◆ Written exercise:
Set down exactly the lines from the one containing "Question. Place one point on every instance of the green" through the end of the records below, both included, and nothing else.

◆ Location annotation dataset excerpts:
•••

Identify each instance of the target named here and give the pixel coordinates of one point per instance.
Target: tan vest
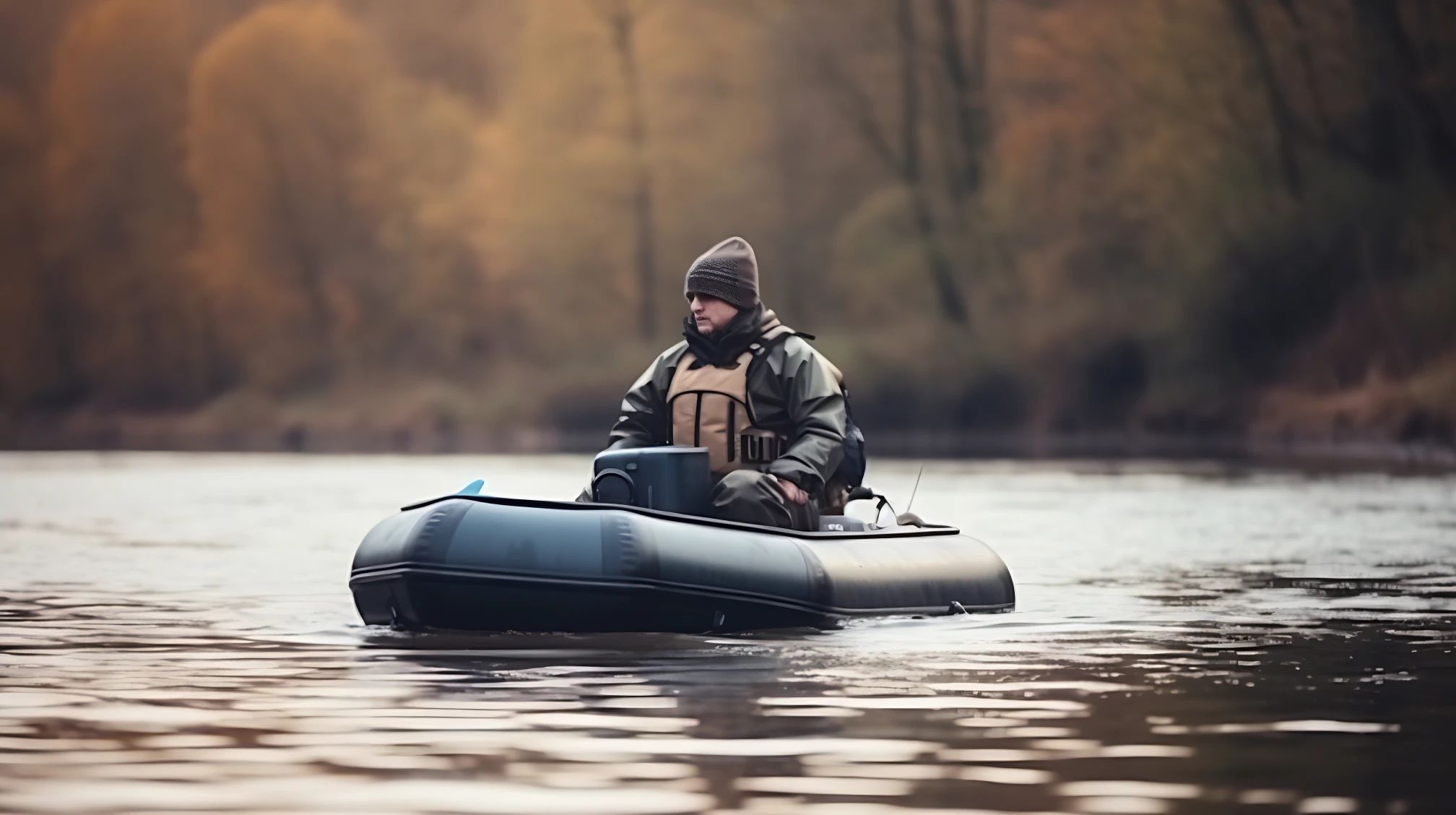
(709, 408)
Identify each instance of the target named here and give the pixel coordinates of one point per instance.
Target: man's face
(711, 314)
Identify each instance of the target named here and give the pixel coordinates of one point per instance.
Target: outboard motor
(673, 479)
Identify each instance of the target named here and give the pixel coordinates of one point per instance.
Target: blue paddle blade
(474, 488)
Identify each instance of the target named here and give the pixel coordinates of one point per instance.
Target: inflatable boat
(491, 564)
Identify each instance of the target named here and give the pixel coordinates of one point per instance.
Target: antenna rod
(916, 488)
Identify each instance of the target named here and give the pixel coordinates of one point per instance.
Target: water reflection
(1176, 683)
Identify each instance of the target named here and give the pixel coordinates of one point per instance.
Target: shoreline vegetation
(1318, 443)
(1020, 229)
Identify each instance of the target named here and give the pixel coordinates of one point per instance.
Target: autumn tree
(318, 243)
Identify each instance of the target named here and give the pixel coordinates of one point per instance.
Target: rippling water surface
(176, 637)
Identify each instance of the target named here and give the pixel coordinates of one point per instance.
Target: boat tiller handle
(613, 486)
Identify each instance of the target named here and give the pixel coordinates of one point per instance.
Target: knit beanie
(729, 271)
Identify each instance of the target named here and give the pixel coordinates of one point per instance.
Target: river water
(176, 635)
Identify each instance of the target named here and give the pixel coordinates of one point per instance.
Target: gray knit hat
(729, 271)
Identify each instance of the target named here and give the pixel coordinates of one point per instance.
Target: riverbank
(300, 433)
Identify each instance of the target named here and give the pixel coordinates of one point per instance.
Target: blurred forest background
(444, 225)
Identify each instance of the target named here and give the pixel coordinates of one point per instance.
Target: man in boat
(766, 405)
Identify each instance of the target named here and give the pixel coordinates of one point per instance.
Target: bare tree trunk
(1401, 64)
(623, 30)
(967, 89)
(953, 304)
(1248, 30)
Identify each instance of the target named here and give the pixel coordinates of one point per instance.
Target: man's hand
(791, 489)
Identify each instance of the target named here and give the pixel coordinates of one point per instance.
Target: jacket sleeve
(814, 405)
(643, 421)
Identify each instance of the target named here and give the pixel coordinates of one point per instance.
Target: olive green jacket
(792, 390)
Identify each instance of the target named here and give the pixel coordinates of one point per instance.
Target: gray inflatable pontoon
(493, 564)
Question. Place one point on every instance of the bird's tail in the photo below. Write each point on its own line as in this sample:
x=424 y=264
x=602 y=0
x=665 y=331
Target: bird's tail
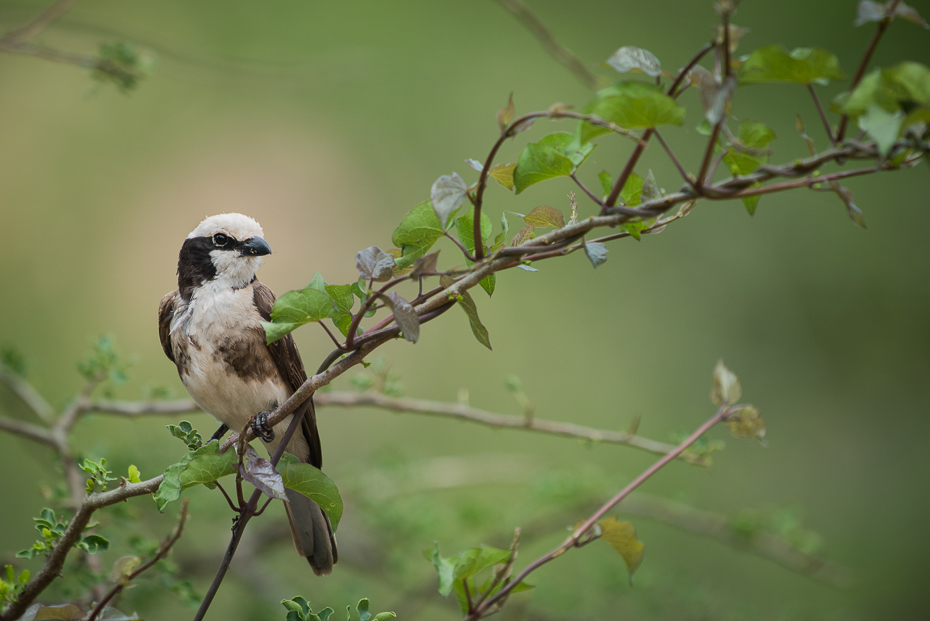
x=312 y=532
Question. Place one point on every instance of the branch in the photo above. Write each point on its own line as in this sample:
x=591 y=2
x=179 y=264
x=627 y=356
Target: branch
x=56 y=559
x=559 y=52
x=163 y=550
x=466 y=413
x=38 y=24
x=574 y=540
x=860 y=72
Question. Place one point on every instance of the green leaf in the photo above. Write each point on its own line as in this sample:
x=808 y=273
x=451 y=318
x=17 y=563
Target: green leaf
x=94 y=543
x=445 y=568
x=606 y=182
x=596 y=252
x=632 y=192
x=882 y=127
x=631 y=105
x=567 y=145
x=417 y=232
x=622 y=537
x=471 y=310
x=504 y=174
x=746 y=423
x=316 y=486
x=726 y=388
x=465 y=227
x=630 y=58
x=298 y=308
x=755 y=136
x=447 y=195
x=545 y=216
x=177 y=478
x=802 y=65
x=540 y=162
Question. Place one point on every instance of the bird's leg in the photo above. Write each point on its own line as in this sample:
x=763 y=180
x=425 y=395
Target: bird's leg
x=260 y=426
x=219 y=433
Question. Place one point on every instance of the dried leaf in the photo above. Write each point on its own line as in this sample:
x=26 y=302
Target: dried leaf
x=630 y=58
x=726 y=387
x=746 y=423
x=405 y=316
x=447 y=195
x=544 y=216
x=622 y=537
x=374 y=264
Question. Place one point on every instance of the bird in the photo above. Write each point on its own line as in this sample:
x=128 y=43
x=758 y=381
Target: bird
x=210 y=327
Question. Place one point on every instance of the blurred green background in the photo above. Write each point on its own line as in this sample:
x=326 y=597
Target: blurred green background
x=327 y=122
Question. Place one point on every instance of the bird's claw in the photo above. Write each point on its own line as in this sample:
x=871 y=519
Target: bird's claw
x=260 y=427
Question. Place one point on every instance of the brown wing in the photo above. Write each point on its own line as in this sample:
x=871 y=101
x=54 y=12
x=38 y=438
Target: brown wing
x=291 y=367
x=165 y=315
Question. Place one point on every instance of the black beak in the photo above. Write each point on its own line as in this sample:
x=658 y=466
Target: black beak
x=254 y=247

•••

◆ Result of the task:
Question. Place one point on every instance of the green leaf in the photo above. Write each point on its own line as in this sample:
x=808 y=273
x=451 y=318
x=17 y=563
Target: green leaf
x=94 y=543
x=445 y=568
x=606 y=182
x=596 y=252
x=632 y=192
x=882 y=127
x=631 y=105
x=567 y=145
x=417 y=232
x=622 y=537
x=471 y=310
x=504 y=174
x=746 y=423
x=316 y=486
x=726 y=388
x=465 y=227
x=630 y=58
x=298 y=308
x=755 y=136
x=447 y=195
x=545 y=216
x=177 y=478
x=802 y=65
x=540 y=162
Question. Place one point on every instance of the bird's leg in the photo above. Write each point on its own line as in this sample:
x=763 y=180
x=425 y=395
Target: bird's leg
x=260 y=426
x=219 y=433
Question. Place one point on every instance of the dried leaf in the photo above. Write each point on its own line as in this sample:
x=26 y=302
Target: dried leaf
x=630 y=58
x=726 y=387
x=746 y=423
x=405 y=316
x=447 y=195
x=544 y=216
x=622 y=537
x=374 y=264
Question. Place one point on every instance of the bird in the photo above. Write each point on its own line as in this sample:
x=128 y=43
x=758 y=381
Target: bird
x=210 y=327
Question. Place one point on every instance of the blurred green background in the photo above. Write each point on its own line as in this sample:
x=326 y=597
Target: blurred green background
x=327 y=122
Question. Place one point on every instance of the bird's claw in the photo above. Write each point on its own line as in this sample:
x=871 y=519
Target: bird's claw
x=260 y=427
Question. Place one point on every instance of the brown wing in the photo above. Write each point on its own line as in this sample:
x=871 y=101
x=54 y=12
x=38 y=438
Target: brown wing
x=291 y=367
x=165 y=315
Question. Place one point on every instance of the black beak in the photo above. Write each point on its own line as in this sample:
x=658 y=466
Target: black beak
x=254 y=247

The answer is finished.